● To do: Everything from the line that contains "search: yellow metal crowd barrier" through the final line of the records should be written out exactly, and nothing outside that span.

::::::::::

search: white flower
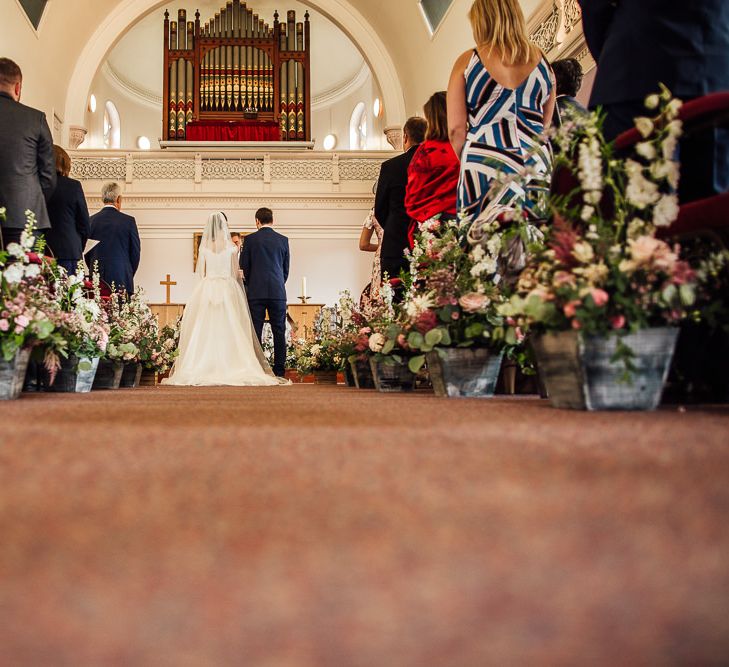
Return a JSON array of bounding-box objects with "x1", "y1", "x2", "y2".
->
[
  {"x1": 572, "y1": 241, "x2": 595, "y2": 264},
  {"x1": 369, "y1": 333, "x2": 385, "y2": 352},
  {"x1": 635, "y1": 141, "x2": 656, "y2": 160},
  {"x1": 3, "y1": 263, "x2": 23, "y2": 285},
  {"x1": 578, "y1": 137, "x2": 603, "y2": 204},
  {"x1": 645, "y1": 94, "x2": 661, "y2": 110},
  {"x1": 635, "y1": 116, "x2": 653, "y2": 139},
  {"x1": 7, "y1": 243, "x2": 25, "y2": 259},
  {"x1": 653, "y1": 195, "x2": 678, "y2": 227}
]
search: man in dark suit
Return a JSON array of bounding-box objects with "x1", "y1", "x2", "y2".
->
[
  {"x1": 86, "y1": 183, "x2": 141, "y2": 294},
  {"x1": 46, "y1": 146, "x2": 91, "y2": 273},
  {"x1": 0, "y1": 58, "x2": 56, "y2": 245},
  {"x1": 579, "y1": 0, "x2": 729, "y2": 201},
  {"x1": 375, "y1": 117, "x2": 427, "y2": 278},
  {"x1": 240, "y1": 208, "x2": 290, "y2": 377}
]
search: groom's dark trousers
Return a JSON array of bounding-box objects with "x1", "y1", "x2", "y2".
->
[{"x1": 240, "y1": 227, "x2": 290, "y2": 377}]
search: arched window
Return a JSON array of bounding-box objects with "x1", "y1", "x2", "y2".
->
[
  {"x1": 349, "y1": 102, "x2": 367, "y2": 151},
  {"x1": 104, "y1": 100, "x2": 121, "y2": 148}
]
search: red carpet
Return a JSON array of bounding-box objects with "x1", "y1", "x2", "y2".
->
[{"x1": 0, "y1": 386, "x2": 729, "y2": 667}]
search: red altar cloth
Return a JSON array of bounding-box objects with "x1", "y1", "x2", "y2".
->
[{"x1": 185, "y1": 120, "x2": 281, "y2": 141}]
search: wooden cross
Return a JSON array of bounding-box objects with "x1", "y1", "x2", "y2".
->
[{"x1": 159, "y1": 273, "x2": 177, "y2": 304}]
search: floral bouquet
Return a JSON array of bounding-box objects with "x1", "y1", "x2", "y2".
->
[
  {"x1": 400, "y1": 212, "x2": 538, "y2": 372},
  {"x1": 46, "y1": 269, "x2": 110, "y2": 381},
  {"x1": 148, "y1": 318, "x2": 182, "y2": 374},
  {"x1": 0, "y1": 209, "x2": 61, "y2": 361}
]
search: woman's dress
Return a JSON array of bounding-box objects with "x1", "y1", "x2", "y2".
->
[
  {"x1": 362, "y1": 209, "x2": 384, "y2": 301},
  {"x1": 458, "y1": 50, "x2": 553, "y2": 220},
  {"x1": 163, "y1": 246, "x2": 285, "y2": 386}
]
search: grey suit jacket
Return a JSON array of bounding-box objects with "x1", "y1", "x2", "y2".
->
[{"x1": 0, "y1": 93, "x2": 56, "y2": 229}]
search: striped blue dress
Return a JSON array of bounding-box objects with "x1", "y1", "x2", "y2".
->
[{"x1": 458, "y1": 50, "x2": 553, "y2": 220}]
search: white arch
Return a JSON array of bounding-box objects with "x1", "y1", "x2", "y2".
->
[{"x1": 65, "y1": 0, "x2": 406, "y2": 145}]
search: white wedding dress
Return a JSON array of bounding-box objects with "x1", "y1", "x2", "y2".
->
[{"x1": 163, "y1": 213, "x2": 290, "y2": 386}]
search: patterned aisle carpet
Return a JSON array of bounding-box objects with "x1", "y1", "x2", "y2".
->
[{"x1": 0, "y1": 386, "x2": 729, "y2": 667}]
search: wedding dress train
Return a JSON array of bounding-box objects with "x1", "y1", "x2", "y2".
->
[{"x1": 163, "y1": 214, "x2": 289, "y2": 386}]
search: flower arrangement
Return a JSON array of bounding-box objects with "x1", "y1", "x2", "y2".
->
[
  {"x1": 45, "y1": 268, "x2": 110, "y2": 378},
  {"x1": 0, "y1": 208, "x2": 57, "y2": 361},
  {"x1": 499, "y1": 88, "x2": 696, "y2": 365},
  {"x1": 400, "y1": 209, "x2": 528, "y2": 372},
  {"x1": 101, "y1": 288, "x2": 158, "y2": 362},
  {"x1": 143, "y1": 318, "x2": 182, "y2": 374}
]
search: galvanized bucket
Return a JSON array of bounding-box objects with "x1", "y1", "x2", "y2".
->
[
  {"x1": 425, "y1": 347, "x2": 504, "y2": 398},
  {"x1": 534, "y1": 327, "x2": 678, "y2": 410},
  {"x1": 0, "y1": 347, "x2": 30, "y2": 401},
  {"x1": 370, "y1": 359, "x2": 415, "y2": 393},
  {"x1": 42, "y1": 355, "x2": 99, "y2": 394}
]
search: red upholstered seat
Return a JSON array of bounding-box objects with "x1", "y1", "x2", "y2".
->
[{"x1": 615, "y1": 92, "x2": 729, "y2": 242}]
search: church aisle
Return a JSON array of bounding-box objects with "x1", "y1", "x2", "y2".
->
[{"x1": 0, "y1": 385, "x2": 729, "y2": 667}]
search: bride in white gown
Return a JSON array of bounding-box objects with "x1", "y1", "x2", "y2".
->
[{"x1": 163, "y1": 213, "x2": 289, "y2": 386}]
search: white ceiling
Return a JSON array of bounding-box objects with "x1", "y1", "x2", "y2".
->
[{"x1": 107, "y1": 0, "x2": 366, "y2": 98}]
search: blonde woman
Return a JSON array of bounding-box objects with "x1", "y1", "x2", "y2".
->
[{"x1": 448, "y1": 0, "x2": 555, "y2": 224}]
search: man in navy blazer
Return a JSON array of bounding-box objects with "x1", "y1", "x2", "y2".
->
[
  {"x1": 240, "y1": 208, "x2": 290, "y2": 377},
  {"x1": 86, "y1": 183, "x2": 141, "y2": 294},
  {"x1": 579, "y1": 0, "x2": 729, "y2": 201}
]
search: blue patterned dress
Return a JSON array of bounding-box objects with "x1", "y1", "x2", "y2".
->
[{"x1": 458, "y1": 50, "x2": 553, "y2": 226}]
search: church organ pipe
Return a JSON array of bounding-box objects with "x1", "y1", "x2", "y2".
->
[
  {"x1": 163, "y1": 0, "x2": 310, "y2": 140},
  {"x1": 177, "y1": 58, "x2": 187, "y2": 139},
  {"x1": 177, "y1": 9, "x2": 187, "y2": 51}
]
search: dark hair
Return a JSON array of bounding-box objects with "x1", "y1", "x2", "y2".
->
[
  {"x1": 402, "y1": 116, "x2": 428, "y2": 144},
  {"x1": 0, "y1": 58, "x2": 23, "y2": 86},
  {"x1": 552, "y1": 58, "x2": 582, "y2": 97},
  {"x1": 53, "y1": 144, "x2": 71, "y2": 176},
  {"x1": 256, "y1": 207, "x2": 273, "y2": 225},
  {"x1": 423, "y1": 90, "x2": 448, "y2": 141}
]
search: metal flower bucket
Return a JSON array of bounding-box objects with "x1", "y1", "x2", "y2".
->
[
  {"x1": 92, "y1": 359, "x2": 124, "y2": 389},
  {"x1": 534, "y1": 327, "x2": 678, "y2": 410},
  {"x1": 0, "y1": 347, "x2": 30, "y2": 401},
  {"x1": 425, "y1": 347, "x2": 504, "y2": 398},
  {"x1": 370, "y1": 359, "x2": 415, "y2": 392},
  {"x1": 42, "y1": 355, "x2": 99, "y2": 394}
]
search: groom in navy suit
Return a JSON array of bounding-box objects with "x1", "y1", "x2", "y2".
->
[{"x1": 240, "y1": 208, "x2": 289, "y2": 377}]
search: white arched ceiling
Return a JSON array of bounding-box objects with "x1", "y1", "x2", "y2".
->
[{"x1": 65, "y1": 0, "x2": 406, "y2": 142}]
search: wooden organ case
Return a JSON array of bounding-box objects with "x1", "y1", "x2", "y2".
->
[{"x1": 162, "y1": 0, "x2": 311, "y2": 141}]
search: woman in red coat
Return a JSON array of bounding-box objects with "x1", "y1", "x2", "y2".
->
[{"x1": 405, "y1": 91, "x2": 460, "y2": 248}]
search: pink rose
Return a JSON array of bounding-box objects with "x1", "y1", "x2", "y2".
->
[
  {"x1": 590, "y1": 289, "x2": 610, "y2": 308},
  {"x1": 564, "y1": 300, "x2": 582, "y2": 319},
  {"x1": 610, "y1": 315, "x2": 625, "y2": 329},
  {"x1": 458, "y1": 292, "x2": 488, "y2": 313}
]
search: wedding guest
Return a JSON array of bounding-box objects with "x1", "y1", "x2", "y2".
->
[
  {"x1": 375, "y1": 117, "x2": 427, "y2": 278},
  {"x1": 86, "y1": 183, "x2": 141, "y2": 294},
  {"x1": 552, "y1": 58, "x2": 588, "y2": 127},
  {"x1": 0, "y1": 58, "x2": 56, "y2": 246},
  {"x1": 579, "y1": 0, "x2": 729, "y2": 201},
  {"x1": 46, "y1": 146, "x2": 91, "y2": 273},
  {"x1": 448, "y1": 0, "x2": 555, "y2": 224},
  {"x1": 359, "y1": 184, "x2": 383, "y2": 305},
  {"x1": 405, "y1": 91, "x2": 460, "y2": 243}
]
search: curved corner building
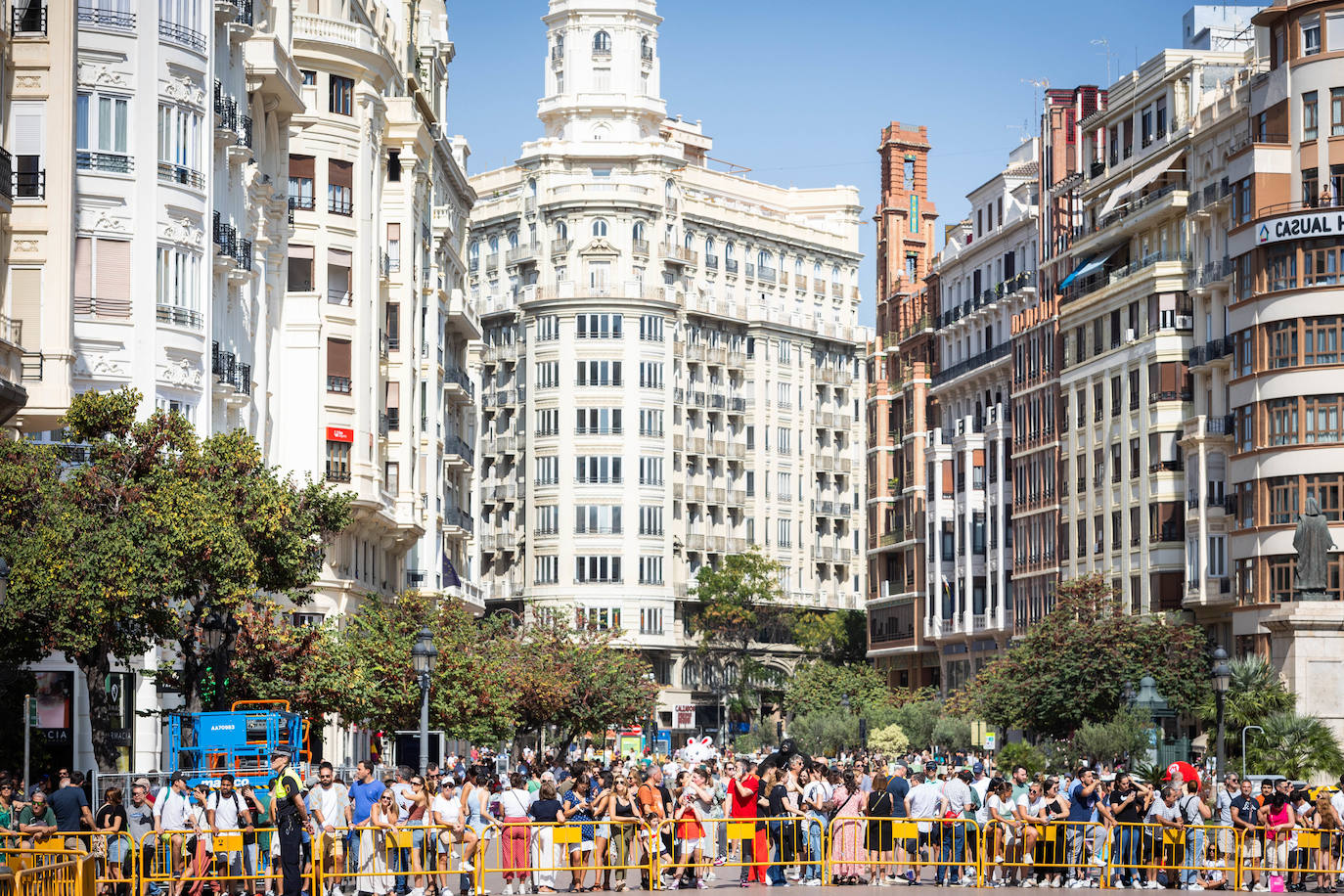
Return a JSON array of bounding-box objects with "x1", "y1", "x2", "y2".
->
[{"x1": 468, "y1": 0, "x2": 864, "y2": 732}]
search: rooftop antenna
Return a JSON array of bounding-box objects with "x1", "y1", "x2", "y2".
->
[
  {"x1": 1026, "y1": 78, "x2": 1050, "y2": 130},
  {"x1": 1092, "y1": 37, "x2": 1115, "y2": 86}
]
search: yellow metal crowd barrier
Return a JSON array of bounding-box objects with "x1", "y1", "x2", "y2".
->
[
  {"x1": 473, "y1": 818, "x2": 661, "y2": 892},
  {"x1": 133, "y1": 828, "x2": 310, "y2": 896}
]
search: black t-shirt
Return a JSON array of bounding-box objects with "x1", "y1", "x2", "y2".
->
[
  {"x1": 1109, "y1": 790, "x2": 1143, "y2": 824},
  {"x1": 47, "y1": 784, "x2": 89, "y2": 830},
  {"x1": 768, "y1": 784, "x2": 789, "y2": 818},
  {"x1": 93, "y1": 803, "x2": 130, "y2": 832},
  {"x1": 527, "y1": 799, "x2": 563, "y2": 821},
  {"x1": 1232, "y1": 796, "x2": 1259, "y2": 825}
]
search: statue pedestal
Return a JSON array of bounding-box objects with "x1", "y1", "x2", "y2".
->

::::::::::

● Exercise result:
search: yellow metal crowd barrier
Return a JSON array of bounding-box objects with "x1", "y1", "x2", "y2".
->
[
  {"x1": 473, "y1": 818, "x2": 661, "y2": 892},
  {"x1": 133, "y1": 828, "x2": 310, "y2": 896}
]
search: black t-shirt
Return a JSON array of bounding-box objects with "x1", "y1", "x2", "y2".
->
[
  {"x1": 1109, "y1": 790, "x2": 1143, "y2": 824},
  {"x1": 47, "y1": 784, "x2": 89, "y2": 830},
  {"x1": 768, "y1": 784, "x2": 789, "y2": 818},
  {"x1": 93, "y1": 803, "x2": 130, "y2": 832},
  {"x1": 527, "y1": 799, "x2": 563, "y2": 821},
  {"x1": 1232, "y1": 796, "x2": 1259, "y2": 825}
]
search: statue pedestal
Return a JSON array of bounding-box objects with "x1", "y1", "x2", "y2".
->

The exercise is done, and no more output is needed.